• **DOCUMENT PASSAGE**:
————————
Re: Clock control algorithms (Re: [RFC][PATCH 5/7] x86: Use latchdata structure for cyc2ns)
From: Andy Lutomirski
Date: Mon Dec 02 2013 - 15:30:18 EST
On Mon, Dec 2, 2013 at 11:12 AM, John Stultz <john.stultz@xxxxxxxxxx> wrote:
> On 11/30/2013 09:29 AM, Andy Lutomirski wrote:
>> [Subject changed because this isn't relevant to the patches in
>> question any more.]
>>
>> On Sat, Nov 30, 2013 at 1:18 AM, Peter Zijlstra <peterz@xxxxxxxxxxxxx> wrote:
>>> On Fri, Nov 29, 2013 at 03:22:45PM -0800, Andy Lutomirski wrote:
>>>> I've occasionally wondered whether it would be possible to make a
>>>> monotonicity-preserving version of this and use it for clock_gettime.
>>>> One approach: have the writer set the time for the update to be a bit
>>>> in the future and have the reader compare the current raw time to the
>>>> cutoff to see which set of frequency/offset to use. (This requires
>>>> having some kind of bound on how long it takes to update the data
>>>> structures.)
>>>>
>>>> The advantage: clock_gettime would never block.
>>>> The disadvantage: complicated, potentially nasty to implement, and it
>>>> would get complicated if anyone tried to allow multiple updates in
>>>> rapid succession.
>
>
> So yea, I talked a bit with Mathieu Desnoyers during plumbers about
> this, since he was working with Peter and proposing a very similar idea.
————————
• **PROVIDED RECORDS**:
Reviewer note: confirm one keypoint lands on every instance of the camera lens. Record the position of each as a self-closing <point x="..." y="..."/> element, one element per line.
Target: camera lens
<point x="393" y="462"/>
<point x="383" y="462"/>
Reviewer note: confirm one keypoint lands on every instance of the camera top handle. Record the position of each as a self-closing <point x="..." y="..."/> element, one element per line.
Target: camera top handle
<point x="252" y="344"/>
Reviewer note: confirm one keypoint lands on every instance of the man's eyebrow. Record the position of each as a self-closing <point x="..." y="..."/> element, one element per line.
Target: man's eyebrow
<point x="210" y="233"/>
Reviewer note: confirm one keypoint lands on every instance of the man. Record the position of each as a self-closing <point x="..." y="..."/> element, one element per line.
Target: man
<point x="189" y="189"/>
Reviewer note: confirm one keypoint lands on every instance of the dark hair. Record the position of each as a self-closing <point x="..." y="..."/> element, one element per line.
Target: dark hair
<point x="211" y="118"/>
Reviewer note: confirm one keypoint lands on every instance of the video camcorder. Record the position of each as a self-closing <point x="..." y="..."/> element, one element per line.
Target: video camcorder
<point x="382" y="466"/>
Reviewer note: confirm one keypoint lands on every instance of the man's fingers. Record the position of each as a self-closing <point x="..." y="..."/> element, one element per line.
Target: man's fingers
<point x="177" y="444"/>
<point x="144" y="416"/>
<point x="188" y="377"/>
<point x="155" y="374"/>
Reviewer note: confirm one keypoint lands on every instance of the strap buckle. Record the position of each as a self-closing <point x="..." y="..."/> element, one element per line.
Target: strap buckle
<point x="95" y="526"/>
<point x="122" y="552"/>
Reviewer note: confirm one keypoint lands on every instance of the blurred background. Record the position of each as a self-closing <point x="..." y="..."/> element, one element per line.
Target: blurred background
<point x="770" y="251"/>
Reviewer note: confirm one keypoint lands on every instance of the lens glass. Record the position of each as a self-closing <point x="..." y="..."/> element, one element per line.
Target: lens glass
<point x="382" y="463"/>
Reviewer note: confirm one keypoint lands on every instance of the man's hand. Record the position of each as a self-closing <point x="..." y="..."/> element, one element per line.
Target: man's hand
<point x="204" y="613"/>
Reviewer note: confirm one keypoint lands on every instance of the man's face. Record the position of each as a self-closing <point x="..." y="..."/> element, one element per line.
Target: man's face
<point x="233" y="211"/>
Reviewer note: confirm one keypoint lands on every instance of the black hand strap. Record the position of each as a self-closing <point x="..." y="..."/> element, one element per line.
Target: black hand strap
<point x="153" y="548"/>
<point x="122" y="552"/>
————————
• **EXERCISE DETAILS**: Write the next part of the mailing-list message on clock control algorithms, starting right after its final sentence.

• **RESULT OF THE TASK**:
>
> Unfortunately, in the timekeeping case, since we are changing the
> clock's frequency there's a number of corner cases where if the clock
> updating logic is delayed for some reason (long NMI or more
> realistically, quirky scheduling on the host of a VM), we could observe
> time inconsistencies in the readers (Peter's comment in the patch
> mentions this).
>
> If you care for the details, the case in question is when the update
> decides to slow the clock frequency down. So we go from (F) originally
> set at time T_0 to (F-adj) at a given time T_1. But should this update
> be delayed mid-operation, readers on other cpus will continue to use
> frequency F. Then at some time T_2, the update completes, and thus we
> have a potential time inconsistency.
>
> T_2(old) = cycles(T_2 - T_0)*F + base_time(T_0)
>
> T_2(new) = cycles(T_2 - T_1)*(F-adj) + base_time(T_1)
>
> Where base_time(T_1) = base_time(T_0) + cycles(T_1-T_0)*(F)
>
> Thus if adj is large enough, and T_2-T_1 is long enough, we would see
> time go backwards.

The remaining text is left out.